> **Entries**:
———
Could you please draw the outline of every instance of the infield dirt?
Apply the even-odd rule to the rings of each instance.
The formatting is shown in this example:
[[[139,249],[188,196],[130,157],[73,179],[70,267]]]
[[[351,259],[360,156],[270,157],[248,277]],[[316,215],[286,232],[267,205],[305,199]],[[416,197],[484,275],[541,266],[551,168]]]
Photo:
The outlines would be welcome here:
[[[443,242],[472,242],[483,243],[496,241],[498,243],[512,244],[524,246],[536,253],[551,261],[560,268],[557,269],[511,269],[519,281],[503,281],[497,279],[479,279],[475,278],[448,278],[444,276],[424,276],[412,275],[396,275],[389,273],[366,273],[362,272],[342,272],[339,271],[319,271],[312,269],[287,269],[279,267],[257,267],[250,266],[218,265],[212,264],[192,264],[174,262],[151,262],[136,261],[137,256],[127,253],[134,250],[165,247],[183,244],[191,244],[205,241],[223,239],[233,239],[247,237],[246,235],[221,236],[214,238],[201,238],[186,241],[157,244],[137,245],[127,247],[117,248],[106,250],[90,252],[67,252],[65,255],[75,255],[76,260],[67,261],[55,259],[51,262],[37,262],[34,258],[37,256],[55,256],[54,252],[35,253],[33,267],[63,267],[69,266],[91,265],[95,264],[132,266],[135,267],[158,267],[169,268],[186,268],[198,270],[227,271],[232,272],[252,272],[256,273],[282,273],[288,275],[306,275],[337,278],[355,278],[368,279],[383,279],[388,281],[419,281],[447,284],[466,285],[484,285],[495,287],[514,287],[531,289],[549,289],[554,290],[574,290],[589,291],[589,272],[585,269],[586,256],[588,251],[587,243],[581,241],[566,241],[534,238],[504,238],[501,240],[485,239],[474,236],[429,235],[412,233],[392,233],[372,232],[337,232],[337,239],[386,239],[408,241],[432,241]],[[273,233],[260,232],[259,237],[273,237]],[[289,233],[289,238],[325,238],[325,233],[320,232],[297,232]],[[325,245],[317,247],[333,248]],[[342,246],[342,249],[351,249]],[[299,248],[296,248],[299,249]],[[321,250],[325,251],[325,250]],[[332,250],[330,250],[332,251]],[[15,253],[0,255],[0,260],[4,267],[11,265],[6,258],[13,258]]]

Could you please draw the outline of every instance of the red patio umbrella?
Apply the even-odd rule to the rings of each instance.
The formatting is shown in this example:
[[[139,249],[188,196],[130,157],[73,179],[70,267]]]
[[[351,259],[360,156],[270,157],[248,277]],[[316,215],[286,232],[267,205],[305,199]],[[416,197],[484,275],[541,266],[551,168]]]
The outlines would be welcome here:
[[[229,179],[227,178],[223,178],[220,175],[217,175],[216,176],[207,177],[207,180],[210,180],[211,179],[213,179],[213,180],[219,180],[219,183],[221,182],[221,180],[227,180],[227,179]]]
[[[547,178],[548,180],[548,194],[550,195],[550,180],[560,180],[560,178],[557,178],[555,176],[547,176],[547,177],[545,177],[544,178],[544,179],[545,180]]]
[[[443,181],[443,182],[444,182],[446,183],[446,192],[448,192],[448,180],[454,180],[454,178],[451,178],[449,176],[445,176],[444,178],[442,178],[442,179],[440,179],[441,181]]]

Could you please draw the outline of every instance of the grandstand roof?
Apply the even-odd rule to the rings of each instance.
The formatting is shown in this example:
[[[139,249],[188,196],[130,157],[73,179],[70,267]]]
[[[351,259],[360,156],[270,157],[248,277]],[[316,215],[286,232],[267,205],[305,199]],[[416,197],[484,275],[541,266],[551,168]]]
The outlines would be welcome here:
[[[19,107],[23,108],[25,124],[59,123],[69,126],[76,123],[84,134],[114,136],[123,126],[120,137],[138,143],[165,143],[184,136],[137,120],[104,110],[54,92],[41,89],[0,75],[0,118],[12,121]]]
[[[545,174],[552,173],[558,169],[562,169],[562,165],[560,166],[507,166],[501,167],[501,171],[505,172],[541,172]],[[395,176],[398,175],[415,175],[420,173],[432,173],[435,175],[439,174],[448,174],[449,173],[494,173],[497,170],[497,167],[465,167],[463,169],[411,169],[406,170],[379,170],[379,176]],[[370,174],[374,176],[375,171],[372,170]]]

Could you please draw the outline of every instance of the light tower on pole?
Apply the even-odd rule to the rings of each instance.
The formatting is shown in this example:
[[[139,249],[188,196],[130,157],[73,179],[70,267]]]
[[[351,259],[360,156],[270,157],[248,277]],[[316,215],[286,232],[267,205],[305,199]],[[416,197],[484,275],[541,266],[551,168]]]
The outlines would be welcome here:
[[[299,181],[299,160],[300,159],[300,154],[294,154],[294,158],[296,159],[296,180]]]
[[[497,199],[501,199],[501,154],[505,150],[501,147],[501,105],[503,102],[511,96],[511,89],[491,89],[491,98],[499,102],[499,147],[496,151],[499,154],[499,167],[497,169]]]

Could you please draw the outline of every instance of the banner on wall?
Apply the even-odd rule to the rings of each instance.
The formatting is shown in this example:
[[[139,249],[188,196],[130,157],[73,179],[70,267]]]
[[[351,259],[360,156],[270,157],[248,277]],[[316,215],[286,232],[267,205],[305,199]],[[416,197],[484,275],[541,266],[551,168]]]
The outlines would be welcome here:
———
> **To be done**: Rewrite every line of the items above as a numbered list, one line per number, with the blank lines left out.

> **Expected output**:
1. Could you please draw the outline of every instance of the infield dirt?
2. Apply the even-odd rule to the rings of each instance.
3. The formatting is shown in this example:
4. [[[139,249],[188,196],[130,157],[73,179],[70,267]]]
5. [[[351,259],[360,156],[270,157],[248,277]],[[316,215],[286,232],[267,205],[305,199]],[[416,197],[484,275],[541,266],[551,168]]]
6. Photo:
7. The outlines would be welcome here:
8. [[[443,242],[472,242],[483,243],[496,241],[498,243],[512,244],[524,246],[536,253],[551,261],[560,268],[557,269],[511,269],[519,281],[503,281],[497,279],[479,279],[475,278],[448,278],[444,276],[424,276],[412,275],[396,275],[389,273],[366,273],[362,272],[342,272],[339,271],[319,271],[312,269],[287,269],[279,267],[257,267],[250,266],[218,265],[212,264],[192,264],[174,262],[151,262],[136,261],[137,256],[127,253],[134,250],[165,247],[183,244],[191,244],[205,241],[223,239],[233,239],[247,237],[246,235],[221,236],[214,238],[201,238],[186,241],[157,244],[137,245],[127,247],[117,248],[106,250],[90,252],[67,252],[65,255],[75,255],[76,260],[67,261],[55,259],[51,262],[37,262],[34,258],[37,256],[55,256],[54,252],[35,253],[33,267],[63,267],[69,266],[91,265],[95,264],[132,266],[135,267],[158,267],[169,268],[186,268],[198,270],[227,271],[232,272],[252,272],[256,273],[282,273],[288,275],[306,275],[337,278],[355,278],[368,279],[383,279],[388,281],[419,281],[447,284],[466,285],[484,285],[495,287],[514,287],[531,289],[549,289],[554,290],[574,290],[589,291],[589,272],[585,269],[586,256],[588,251],[587,243],[581,241],[566,241],[534,238],[504,238],[501,240],[485,239],[474,236],[429,235],[412,233],[392,233],[372,232],[337,232],[337,239],[386,239],[408,241],[432,241]],[[273,233],[260,232],[259,237],[273,237]],[[289,233],[289,238],[325,238],[325,233],[320,232],[297,232]],[[325,245],[317,247],[333,248]],[[342,246],[342,249],[351,249]],[[299,248],[296,248],[299,249]],[[321,250],[325,251],[325,250]],[[332,250],[330,250],[332,251]],[[15,253],[0,255],[0,260],[4,267],[11,265],[6,258],[13,258]]]
9. Could you please draw the outline of every instance of the red patio umbrella?
10. Apply the even-odd rule to the rings of each instance.
11. The formatting is shown in this example:
12. [[[139,249],[188,196],[130,157],[73,179],[70,267]]]
13. [[[351,259],[360,156],[270,157],[248,277]],[[316,215],[286,232],[267,205],[305,199]],[[416,197],[484,275],[541,266],[551,168]]]
14. The outlines would be welcome here:
15. [[[229,179],[227,178],[223,178],[220,175],[217,175],[216,176],[207,177],[207,180],[210,180],[211,179],[213,179],[213,180],[219,180],[219,183],[221,182],[221,180],[227,180],[227,179]]]
16. [[[547,178],[548,180],[548,194],[550,195],[550,180],[560,180],[560,178],[557,178],[555,176],[547,176],[547,177],[545,177],[544,178],[544,179],[545,180]]]
17. [[[443,181],[443,182],[444,182],[446,183],[446,192],[448,192],[448,180],[454,180],[454,178],[451,178],[449,176],[445,176],[444,178],[442,178],[442,179],[440,179],[441,181]]]
18. Could you please draw the outline of every instance of the grandstand roof?
19. Apply the even-odd rule to the rings of each instance.
20. The formatting is shown in this example:
21. [[[139,249],[188,196],[130,157],[73,179],[70,267]]]
22. [[[351,259],[360,156],[270,157],[248,277]],[[316,215],[286,232],[267,205],[305,199]],[[416,197],[484,275],[541,266],[551,168]]]
23. The outlines would be welcome here:
24. [[[19,107],[23,108],[25,124],[59,123],[69,126],[76,123],[84,134],[114,136],[123,126],[120,137],[138,143],[165,143],[184,136],[137,120],[104,110],[54,92],[41,89],[0,75],[0,118],[12,121]]]
25. [[[545,174],[552,173],[558,169],[562,169],[562,165],[560,166],[507,166],[501,167],[501,171],[505,172],[541,172]],[[395,176],[398,175],[415,175],[420,173],[432,173],[435,175],[439,174],[448,174],[449,173],[494,173],[497,170],[497,167],[465,167],[463,169],[411,169],[406,170],[379,170],[379,176]],[[370,174],[374,176],[375,171],[372,170]]]
26. Could you please draw the outline of every instance of the light tower on pole?
27. Apply the even-odd rule to the rings of each instance.
28. The formatting is shown in this example:
29. [[[139,249],[188,196],[130,157],[73,179],[70,267]]]
30. [[[351,259],[360,156],[270,157],[248,277]],[[316,215],[286,232],[267,205],[305,199]],[[416,197],[484,275],[541,266],[551,168]]]
31. The outlines would be welcome here:
32. [[[299,181],[299,160],[300,159],[300,154],[294,154],[294,158],[296,159],[296,180]]]
33. [[[497,199],[501,199],[501,154],[505,150],[501,147],[501,105],[503,102],[511,96],[511,89],[491,89],[491,98],[499,102],[499,147],[496,151],[499,154],[499,167],[497,169]]]
34. Could you please draw the outline of every instance of the banner on wall?
35. Apply the even-odd rule to the rings of each instance.
36. The formatting is shown in this example:
37. [[[139,249],[188,196],[130,157],[73,179],[70,267]]]
38. [[[351,259],[360,156],[270,157],[248,277]],[[316,215],[286,232],[267,205],[305,199]],[[416,197],[484,275],[541,266],[551,168]]]
39. The outlines would be welcome here:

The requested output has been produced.